[Start Stored records]

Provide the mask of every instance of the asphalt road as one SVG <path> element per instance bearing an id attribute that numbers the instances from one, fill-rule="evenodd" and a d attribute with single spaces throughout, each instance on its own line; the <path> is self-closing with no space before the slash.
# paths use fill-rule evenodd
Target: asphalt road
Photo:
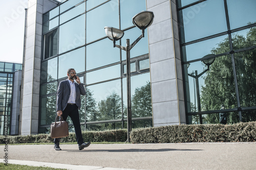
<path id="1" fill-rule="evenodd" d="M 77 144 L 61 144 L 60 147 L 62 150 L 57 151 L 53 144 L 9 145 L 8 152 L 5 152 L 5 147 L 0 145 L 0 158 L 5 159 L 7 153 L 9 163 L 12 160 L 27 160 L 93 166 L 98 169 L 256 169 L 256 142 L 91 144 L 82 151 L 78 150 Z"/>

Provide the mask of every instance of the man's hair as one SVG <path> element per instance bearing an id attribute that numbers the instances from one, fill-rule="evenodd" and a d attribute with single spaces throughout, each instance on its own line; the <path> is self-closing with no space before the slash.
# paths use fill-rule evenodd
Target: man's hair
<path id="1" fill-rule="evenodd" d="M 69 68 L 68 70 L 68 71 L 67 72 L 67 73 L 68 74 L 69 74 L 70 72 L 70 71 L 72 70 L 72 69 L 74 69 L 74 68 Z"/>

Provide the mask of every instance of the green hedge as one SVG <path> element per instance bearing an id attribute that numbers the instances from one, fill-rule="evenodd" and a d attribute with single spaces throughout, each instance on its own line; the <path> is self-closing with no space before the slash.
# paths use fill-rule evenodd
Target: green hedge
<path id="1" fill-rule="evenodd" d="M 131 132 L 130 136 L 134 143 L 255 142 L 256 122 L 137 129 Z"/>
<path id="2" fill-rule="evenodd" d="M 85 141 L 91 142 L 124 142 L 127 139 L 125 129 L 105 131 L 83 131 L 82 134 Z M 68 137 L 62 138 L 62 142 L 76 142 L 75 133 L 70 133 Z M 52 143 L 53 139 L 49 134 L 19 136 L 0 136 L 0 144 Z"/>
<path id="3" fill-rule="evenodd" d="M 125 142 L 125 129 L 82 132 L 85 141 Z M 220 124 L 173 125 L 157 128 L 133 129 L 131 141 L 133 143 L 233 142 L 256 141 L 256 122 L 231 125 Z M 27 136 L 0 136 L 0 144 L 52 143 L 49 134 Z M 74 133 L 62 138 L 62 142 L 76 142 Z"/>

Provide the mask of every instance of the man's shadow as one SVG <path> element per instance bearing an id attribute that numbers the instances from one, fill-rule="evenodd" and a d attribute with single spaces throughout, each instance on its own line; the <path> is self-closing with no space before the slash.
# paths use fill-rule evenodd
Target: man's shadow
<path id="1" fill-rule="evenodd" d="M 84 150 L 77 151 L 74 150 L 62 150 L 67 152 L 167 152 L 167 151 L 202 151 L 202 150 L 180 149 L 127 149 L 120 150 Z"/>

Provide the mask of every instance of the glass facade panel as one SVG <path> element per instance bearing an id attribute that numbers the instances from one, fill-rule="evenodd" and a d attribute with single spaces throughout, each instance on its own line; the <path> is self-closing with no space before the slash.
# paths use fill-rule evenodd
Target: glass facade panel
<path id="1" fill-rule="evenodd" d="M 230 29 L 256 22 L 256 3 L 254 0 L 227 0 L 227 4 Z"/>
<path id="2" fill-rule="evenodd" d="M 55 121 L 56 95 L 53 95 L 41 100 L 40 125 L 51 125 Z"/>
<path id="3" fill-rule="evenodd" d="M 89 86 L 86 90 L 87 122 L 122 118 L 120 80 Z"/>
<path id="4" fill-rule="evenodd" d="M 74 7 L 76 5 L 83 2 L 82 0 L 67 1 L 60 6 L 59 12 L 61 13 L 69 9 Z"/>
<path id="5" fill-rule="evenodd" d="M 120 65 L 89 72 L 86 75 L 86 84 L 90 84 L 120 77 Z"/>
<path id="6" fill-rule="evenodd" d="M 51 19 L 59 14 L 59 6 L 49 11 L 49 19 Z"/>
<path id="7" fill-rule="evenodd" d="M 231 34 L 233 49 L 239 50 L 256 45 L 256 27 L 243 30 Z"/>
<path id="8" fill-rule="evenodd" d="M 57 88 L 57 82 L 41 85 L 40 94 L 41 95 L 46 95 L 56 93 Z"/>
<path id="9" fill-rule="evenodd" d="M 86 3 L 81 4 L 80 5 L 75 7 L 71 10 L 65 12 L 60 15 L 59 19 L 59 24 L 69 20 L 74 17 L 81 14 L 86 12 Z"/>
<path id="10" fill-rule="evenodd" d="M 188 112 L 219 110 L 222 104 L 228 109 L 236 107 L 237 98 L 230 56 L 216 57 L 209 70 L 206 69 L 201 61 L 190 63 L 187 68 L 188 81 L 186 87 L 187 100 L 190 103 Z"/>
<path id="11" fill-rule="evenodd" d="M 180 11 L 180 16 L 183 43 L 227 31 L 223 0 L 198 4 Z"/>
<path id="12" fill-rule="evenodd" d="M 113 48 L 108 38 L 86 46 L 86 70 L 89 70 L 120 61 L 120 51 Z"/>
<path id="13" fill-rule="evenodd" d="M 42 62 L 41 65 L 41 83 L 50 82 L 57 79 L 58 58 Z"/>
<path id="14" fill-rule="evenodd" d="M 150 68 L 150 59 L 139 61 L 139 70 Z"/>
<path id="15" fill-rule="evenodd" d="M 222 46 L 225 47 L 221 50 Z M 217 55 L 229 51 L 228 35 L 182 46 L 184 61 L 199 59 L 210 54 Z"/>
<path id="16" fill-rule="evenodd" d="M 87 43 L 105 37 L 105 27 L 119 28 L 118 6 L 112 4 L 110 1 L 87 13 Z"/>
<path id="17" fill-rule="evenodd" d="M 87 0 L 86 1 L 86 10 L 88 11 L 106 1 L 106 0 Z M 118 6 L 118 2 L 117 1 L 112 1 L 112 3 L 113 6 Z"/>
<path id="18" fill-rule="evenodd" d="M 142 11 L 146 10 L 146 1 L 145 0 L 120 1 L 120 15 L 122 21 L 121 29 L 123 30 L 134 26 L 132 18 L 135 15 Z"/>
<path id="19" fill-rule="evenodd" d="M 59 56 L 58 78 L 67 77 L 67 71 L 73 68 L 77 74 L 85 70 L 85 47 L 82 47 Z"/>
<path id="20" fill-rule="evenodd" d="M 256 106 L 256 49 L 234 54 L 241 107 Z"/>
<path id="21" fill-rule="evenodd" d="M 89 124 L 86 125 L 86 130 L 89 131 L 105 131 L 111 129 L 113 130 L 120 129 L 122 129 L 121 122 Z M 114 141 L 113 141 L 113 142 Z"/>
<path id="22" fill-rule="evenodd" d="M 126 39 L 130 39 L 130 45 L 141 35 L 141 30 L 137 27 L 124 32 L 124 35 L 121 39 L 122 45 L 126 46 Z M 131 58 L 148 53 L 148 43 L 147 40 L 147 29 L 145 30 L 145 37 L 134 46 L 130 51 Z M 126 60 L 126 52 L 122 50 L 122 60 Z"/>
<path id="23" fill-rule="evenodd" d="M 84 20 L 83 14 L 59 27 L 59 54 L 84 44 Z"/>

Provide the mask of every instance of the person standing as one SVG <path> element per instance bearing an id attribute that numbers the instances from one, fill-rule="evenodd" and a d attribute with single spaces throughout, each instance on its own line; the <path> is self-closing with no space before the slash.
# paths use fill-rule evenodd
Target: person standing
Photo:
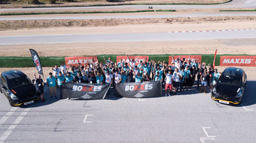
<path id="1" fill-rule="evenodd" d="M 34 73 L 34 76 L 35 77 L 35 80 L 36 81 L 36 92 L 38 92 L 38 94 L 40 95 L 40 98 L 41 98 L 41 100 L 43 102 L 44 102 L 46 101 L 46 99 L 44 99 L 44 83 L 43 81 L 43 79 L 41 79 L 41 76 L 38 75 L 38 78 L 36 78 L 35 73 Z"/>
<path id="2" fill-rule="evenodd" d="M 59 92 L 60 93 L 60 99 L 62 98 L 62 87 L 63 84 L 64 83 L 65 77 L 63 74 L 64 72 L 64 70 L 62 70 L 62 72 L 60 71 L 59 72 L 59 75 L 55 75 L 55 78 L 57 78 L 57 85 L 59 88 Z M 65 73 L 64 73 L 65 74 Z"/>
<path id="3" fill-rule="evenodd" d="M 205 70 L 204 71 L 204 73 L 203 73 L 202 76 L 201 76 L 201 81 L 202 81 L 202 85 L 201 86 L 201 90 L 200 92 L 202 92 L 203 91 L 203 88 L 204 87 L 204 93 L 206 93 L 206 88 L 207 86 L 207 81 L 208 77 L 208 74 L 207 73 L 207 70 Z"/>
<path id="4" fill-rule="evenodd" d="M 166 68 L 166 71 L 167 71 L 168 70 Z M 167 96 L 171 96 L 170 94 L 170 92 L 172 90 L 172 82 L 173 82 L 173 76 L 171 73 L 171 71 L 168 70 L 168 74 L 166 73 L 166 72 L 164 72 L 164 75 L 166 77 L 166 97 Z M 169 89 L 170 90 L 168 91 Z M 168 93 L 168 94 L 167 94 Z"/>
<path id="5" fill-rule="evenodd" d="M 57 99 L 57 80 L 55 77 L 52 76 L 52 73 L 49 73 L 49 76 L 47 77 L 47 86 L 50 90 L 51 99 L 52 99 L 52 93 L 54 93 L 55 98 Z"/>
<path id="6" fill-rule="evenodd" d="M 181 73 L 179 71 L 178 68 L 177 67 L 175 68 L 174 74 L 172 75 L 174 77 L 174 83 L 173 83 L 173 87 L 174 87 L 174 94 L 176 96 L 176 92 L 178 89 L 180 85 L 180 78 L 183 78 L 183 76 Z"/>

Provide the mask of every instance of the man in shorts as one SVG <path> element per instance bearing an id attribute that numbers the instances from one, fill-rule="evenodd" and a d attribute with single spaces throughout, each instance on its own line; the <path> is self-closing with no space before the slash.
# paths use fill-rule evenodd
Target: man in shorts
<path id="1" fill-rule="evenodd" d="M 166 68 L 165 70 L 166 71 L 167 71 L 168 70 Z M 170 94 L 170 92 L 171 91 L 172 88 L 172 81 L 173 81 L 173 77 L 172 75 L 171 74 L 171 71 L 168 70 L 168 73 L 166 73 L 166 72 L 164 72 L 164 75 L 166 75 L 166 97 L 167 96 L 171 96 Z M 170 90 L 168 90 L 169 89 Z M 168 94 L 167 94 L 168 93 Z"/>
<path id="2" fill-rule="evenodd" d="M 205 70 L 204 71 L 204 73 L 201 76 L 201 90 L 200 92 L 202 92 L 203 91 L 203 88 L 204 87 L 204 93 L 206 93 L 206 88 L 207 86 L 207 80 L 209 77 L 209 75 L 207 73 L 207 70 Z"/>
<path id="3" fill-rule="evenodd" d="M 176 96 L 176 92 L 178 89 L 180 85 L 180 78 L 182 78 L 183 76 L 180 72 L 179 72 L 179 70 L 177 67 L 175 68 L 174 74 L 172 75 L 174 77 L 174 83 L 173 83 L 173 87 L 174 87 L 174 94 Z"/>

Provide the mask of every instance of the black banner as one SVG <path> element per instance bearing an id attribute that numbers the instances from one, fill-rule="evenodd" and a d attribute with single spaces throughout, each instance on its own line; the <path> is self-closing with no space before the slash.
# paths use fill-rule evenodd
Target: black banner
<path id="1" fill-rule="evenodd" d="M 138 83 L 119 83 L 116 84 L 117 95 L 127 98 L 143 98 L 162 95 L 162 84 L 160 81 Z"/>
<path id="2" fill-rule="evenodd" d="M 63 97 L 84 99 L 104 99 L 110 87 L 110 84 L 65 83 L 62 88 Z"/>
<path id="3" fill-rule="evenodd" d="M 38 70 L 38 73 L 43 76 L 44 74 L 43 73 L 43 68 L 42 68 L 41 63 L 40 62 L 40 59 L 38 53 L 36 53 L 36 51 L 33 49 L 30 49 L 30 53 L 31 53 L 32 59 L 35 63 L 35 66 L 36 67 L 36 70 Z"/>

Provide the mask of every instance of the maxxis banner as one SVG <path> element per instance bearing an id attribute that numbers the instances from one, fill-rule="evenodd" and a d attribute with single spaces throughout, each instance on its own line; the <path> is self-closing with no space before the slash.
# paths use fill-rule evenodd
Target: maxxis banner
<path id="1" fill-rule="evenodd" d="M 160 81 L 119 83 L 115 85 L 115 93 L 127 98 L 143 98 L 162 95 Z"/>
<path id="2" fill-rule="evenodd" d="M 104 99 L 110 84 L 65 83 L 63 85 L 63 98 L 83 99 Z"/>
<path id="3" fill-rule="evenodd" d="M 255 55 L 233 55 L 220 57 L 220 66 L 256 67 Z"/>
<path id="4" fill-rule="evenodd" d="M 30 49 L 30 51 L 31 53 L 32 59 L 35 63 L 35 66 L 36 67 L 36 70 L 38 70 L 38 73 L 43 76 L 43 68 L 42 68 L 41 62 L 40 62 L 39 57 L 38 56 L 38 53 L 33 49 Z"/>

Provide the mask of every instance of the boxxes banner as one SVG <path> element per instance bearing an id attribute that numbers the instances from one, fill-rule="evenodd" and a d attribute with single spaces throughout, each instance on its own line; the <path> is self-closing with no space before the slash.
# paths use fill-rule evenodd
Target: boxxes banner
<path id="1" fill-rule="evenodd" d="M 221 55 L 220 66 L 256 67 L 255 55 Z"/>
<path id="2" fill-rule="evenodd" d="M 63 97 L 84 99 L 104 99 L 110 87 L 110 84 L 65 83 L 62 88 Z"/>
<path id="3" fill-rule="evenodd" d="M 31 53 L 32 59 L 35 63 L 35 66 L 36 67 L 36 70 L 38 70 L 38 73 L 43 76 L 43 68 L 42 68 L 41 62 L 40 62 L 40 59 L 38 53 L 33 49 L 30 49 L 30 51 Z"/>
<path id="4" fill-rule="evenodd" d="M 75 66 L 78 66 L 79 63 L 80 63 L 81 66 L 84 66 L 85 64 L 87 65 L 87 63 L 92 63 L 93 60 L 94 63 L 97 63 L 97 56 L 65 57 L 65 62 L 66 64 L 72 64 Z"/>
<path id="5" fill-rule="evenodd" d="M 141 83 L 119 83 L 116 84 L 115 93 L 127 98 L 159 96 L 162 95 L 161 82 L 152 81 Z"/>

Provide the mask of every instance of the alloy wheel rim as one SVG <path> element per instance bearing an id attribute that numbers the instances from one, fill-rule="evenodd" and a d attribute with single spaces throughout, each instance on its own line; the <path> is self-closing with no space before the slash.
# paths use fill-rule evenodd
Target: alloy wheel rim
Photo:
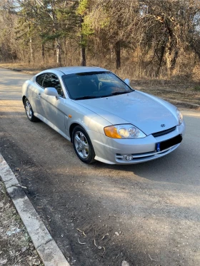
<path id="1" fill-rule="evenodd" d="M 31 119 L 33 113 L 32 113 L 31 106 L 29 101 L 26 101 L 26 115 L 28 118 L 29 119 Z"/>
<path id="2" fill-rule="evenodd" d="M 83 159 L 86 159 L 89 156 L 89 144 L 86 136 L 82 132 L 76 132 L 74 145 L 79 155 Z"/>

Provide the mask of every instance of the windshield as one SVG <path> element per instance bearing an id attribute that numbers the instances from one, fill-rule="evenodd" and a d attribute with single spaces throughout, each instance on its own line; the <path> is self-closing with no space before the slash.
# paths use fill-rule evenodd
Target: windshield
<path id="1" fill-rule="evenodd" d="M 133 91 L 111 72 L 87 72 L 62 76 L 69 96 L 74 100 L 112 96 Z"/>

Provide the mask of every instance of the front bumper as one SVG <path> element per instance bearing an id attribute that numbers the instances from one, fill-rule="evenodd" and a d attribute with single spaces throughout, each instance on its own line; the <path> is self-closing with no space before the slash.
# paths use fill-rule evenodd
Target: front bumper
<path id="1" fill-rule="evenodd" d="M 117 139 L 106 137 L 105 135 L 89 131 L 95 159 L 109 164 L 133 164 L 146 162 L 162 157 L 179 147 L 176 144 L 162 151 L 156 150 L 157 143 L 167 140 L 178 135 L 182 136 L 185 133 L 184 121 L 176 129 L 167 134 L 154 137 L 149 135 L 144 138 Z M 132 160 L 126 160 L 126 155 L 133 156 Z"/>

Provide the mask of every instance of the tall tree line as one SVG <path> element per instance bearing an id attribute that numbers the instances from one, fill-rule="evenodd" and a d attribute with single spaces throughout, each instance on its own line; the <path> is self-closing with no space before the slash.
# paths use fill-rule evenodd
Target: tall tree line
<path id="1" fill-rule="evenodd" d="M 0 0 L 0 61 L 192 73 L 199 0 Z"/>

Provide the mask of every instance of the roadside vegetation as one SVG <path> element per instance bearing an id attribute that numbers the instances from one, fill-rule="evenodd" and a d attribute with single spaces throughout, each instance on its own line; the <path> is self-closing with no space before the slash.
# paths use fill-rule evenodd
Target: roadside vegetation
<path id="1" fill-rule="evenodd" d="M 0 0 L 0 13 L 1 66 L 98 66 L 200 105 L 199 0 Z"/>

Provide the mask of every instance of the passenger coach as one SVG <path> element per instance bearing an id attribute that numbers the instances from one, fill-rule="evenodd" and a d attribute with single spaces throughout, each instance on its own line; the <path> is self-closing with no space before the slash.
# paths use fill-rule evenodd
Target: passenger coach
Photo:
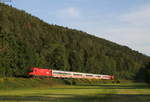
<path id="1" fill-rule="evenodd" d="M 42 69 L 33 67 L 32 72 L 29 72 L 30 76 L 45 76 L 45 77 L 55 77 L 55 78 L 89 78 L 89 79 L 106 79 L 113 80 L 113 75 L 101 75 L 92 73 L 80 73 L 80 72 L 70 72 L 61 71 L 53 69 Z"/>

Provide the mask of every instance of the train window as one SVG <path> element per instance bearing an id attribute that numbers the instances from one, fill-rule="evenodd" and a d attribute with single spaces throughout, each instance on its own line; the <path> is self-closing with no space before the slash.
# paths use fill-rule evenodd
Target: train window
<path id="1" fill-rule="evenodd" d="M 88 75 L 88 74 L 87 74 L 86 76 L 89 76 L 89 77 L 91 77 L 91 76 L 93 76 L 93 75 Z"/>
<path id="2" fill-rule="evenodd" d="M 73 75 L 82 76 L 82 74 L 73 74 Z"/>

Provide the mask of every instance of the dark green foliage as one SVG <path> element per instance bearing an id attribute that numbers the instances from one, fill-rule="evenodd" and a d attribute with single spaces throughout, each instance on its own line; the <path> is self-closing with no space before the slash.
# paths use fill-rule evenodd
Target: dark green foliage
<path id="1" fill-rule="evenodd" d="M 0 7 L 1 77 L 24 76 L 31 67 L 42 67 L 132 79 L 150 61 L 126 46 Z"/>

[End Stored records]

Problem statement
Which lines in the material above contain the string "windshield", counting uppercase and lowercase as different? Copy each of those lines in full.

Written reply
Provide the mask of every instance of the windshield as one SVG <path> element per instance bearing an id attribute that numbers the instances from one, fill-rule="evenodd" and a d attribute with single spaces throughout, each instance on its own line; the <path> is self-closing with no space before the slash.
Target: windshield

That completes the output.